Somewhere below is a line with "pixel 692 812" and, later, a line with "pixel 566 723"; repeat those two lines and all the lines between them, exactly as they are.

(Natural-language object grounding data)
——
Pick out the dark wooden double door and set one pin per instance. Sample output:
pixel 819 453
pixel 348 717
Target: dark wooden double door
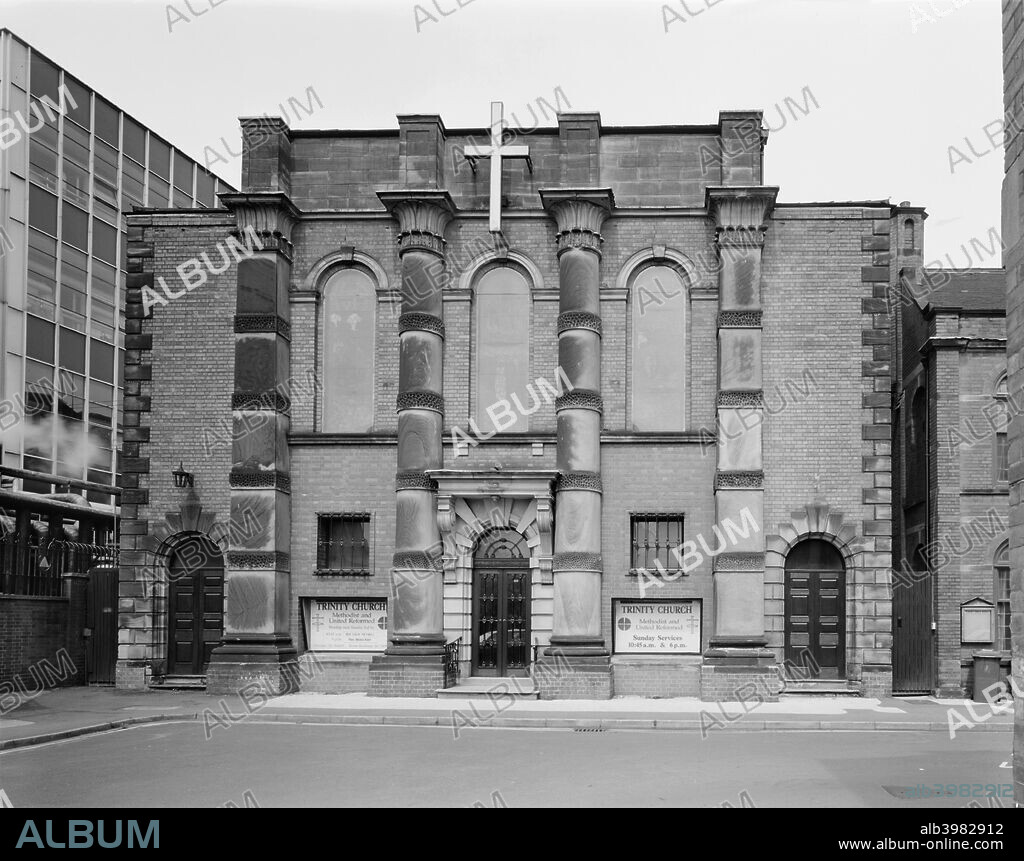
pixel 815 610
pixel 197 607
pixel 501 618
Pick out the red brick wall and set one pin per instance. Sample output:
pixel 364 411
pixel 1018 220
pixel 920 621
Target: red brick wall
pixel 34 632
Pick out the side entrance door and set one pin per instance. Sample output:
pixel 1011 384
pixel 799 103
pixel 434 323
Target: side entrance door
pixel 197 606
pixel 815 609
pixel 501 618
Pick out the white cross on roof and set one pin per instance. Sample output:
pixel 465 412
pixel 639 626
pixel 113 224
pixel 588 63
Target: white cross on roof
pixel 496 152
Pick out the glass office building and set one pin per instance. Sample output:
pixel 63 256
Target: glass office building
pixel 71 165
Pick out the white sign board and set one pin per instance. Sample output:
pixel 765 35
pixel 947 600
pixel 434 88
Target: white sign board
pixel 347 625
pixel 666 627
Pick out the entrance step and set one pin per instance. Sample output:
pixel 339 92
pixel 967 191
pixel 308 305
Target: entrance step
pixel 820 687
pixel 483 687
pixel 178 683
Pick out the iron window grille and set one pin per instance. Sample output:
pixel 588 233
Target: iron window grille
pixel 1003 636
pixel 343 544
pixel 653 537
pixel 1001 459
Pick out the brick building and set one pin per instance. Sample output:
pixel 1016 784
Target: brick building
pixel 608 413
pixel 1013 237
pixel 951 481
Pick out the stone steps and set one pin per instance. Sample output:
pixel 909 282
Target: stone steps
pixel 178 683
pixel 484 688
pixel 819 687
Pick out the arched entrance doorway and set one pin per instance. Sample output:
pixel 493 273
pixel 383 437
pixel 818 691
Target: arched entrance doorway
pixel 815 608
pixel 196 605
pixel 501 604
——
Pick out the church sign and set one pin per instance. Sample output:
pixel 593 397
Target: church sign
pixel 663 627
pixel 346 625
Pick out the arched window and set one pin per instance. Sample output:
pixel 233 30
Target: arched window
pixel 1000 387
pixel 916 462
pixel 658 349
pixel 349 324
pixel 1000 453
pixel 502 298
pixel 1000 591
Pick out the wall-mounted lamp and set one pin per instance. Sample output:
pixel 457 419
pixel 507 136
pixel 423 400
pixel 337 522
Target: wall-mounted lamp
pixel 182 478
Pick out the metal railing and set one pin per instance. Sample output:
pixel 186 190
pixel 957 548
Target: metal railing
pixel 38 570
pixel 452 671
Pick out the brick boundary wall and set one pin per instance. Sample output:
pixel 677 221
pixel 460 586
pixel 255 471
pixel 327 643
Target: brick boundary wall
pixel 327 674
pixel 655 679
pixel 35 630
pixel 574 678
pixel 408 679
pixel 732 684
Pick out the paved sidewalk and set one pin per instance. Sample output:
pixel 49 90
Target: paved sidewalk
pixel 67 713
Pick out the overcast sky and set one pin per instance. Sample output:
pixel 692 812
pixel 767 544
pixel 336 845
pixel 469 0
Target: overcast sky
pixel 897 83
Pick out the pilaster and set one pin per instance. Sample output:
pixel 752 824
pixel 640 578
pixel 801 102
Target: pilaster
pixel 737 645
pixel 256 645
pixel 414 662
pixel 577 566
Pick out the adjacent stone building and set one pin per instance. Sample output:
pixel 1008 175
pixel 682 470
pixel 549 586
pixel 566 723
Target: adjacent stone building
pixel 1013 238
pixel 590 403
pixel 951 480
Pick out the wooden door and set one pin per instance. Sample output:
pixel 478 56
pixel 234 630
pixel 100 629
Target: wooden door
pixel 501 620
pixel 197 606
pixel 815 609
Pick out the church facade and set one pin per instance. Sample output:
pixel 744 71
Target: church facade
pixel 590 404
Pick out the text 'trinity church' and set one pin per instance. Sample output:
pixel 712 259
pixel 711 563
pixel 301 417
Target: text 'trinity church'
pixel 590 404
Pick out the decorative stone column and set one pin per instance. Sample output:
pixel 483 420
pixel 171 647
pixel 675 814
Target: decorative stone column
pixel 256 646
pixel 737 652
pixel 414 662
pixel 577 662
——
| Expected answer |
pixel 692 812
pixel 767 544
pixel 336 845
pixel 469 0
Target: overcast sky
pixel 897 83
Pick out the pilaster and set one pin per instance. Sample output:
pixel 752 824
pixel 640 578
pixel 801 102
Target: pilaster
pixel 737 645
pixel 256 645
pixel 414 662
pixel 577 566
Pick out the adjacent stone building and set one pin per instance. Sample output:
pixel 1008 175
pixel 682 470
pixel 549 586
pixel 566 723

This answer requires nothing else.